> Cuplikan dokumen:
:::::
Krisis Komunikasi saat Pendemi Covid-19

krisis-komunikasi-saat-pendemi-covid-19
Para pembicara diskusi buku dan berbagi kisah krisis komunikasi saat pandemi Covid-19.
Iklan terakota

Terakota.idIlmuwan memiliki peran penting dalam menentukan kebijakan di Swedia selama masa pandemi Covid-19.  Para politikus dan birokrasi mengikuti arahan para ilmuwan. Jika tak mengikuti akan berdampak buruk terhadap citra politikus tersebut. Sehingga, kebijakan yang diambil banyak dipengaruhi masukkan para ilmuwan.

“Pemerintah Swedia sejak Februari 2020 tak menganggap virus ini ringan. Mereka memberi peringatan terbuka jika virus ini akan membuat hidup menjadi berbeda,” kata Artika Rachmi Farmita, mahasiswi pasca sarjana di KTH Royal Institute of Technology Swedia mengutip keterangan pemerintah setempat.

Penjelasan Artika disampaikan dalam diskusi dan bedah buku berjudul Krisis Komunikasi dalam Pandami Covid-19 secara daring yang diselenggarakan Aliansi Jurnalis Independen (AJI) Malang, Sabtu 13 Juni 2020. Artika berbagi kisah beberapa perbedaan antara di Swedia dan Indonesia dalam menyikapi pendemi.

Bahkan, pemerintah Swedia menyadari sejak awal jika virus ini berpotensi merenggut nyawa ribuan orang. Sangat kontras, katanya, dengan Pemerintah Indonesia yang menganggap corona tak berbahaya. Di Swedia, lembaga independen seperti Public Health Agency turut melakukan riset tentang virus corona jenis baru.

Sementara di Amerika Serikat, Heru Pamungkas mengisahkan kondisi Amerika Serikat sangat unik. Meskipun diterapkan lockdown atau karantina wilayah namun kehidupan warga Amerika Serikat berlangsung normal seperti tak ada virus. “Pemerintah menerapkan karantina wilayah pada Maret. Faktanya masyarakat justru leluasa berpesta, konser musik, hingga bertamasya di pantai,” kata jurnalis lepas di 40/29 news.
:::::
> Tugas latihan:
**A)** Dalam artikel tentang krisis komunikasi saat pandemi, siapa penyelenggara diskusi dan bedah buku daring itu?
**B)** Lanjutkan artikel tentang krisis komunikasi saat pandemi dari bagian terakhirnya.
Entri-entri berikut tidak dipakai dalam tugas apa pun.
:::::
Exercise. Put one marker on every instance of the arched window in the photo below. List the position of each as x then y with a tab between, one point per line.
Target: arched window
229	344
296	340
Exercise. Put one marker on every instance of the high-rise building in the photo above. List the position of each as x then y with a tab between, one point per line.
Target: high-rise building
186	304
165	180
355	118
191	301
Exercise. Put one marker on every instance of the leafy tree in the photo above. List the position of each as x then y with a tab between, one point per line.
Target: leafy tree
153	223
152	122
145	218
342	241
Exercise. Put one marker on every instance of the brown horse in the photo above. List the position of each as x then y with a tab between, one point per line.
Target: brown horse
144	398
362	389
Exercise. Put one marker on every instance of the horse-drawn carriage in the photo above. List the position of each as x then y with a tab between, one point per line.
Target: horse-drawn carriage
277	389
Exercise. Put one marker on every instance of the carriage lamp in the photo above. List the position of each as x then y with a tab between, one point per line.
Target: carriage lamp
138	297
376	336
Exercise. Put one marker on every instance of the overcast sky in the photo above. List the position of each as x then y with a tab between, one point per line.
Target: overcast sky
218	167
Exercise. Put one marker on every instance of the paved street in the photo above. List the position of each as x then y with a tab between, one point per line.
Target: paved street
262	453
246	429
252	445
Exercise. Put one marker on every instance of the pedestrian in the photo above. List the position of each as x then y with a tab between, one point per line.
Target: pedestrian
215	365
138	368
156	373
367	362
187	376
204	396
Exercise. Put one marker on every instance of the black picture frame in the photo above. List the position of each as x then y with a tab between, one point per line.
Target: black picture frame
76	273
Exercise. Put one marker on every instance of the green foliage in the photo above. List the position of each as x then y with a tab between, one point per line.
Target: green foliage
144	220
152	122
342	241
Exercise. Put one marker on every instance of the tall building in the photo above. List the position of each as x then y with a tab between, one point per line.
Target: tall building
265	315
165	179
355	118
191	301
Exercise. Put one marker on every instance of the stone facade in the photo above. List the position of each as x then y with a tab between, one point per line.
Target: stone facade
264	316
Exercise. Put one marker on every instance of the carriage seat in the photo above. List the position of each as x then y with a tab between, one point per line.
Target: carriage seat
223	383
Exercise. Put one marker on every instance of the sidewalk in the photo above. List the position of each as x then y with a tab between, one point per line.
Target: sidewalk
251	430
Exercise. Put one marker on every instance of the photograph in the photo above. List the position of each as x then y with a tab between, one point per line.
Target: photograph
:::::
> Jawaban:
**A)** Aliansi Jurnalis Independen (AJI) Malang.

**B)**
Sehingga Amerika Serikat mencatat kasus tertinggi di dunia. Kini, jumlah orang terinveksi terus menurun. Sementara pemerintah Amerika Serikat, mengucurkan bantuan social sebesar Rp 20 juta per bulan kepada warganya.  Lantas, warga tak berdiam diri di rumah uang tersebut digunakan untuk belanja dan berwisata.

Kedua penulis buku, Arianto dan Rohmania Chandra Sari menyampaikan kumpulan tulisan itu berangkat dari webinar akademisi Ilmu Komunikasi dari berbagai perguruan tinggi yang diselenggarakan Asosiasi Pendidikan Komunikasi Perguruan Tinggi Muhammadiyah-Aisyiyah (APIK PTMA).

Chandra menyumbang tulisan dengan topik ulasan Alasan Religiusitas dan Komunikasi Efektif Pemerintah Indonesia dalam menghadapi Covid-19. Chandra berpendapat tokoh agama memiliki peran penting turut serta mengedukasi masyarakat.

“Data Pew Research Center pada 2018, sebanyak 83 persen populasi di Indonesia berpendapat bahwa agama memiliki peran besar saat ini, dibanding 20 tahun lalu,” ujarnya. Sangat disayangkan jika tokoh agama tidak memberikan informasi mengenai pendemo covid-19 secara tepat.

krisis-komunikasi-saat-pendemi-covid-19
Tim Komunikasi Publik Gugus Tugas Nasional Reisa Broto Asmoro saat konferensi pers. (Foto : https://covid19.go.id)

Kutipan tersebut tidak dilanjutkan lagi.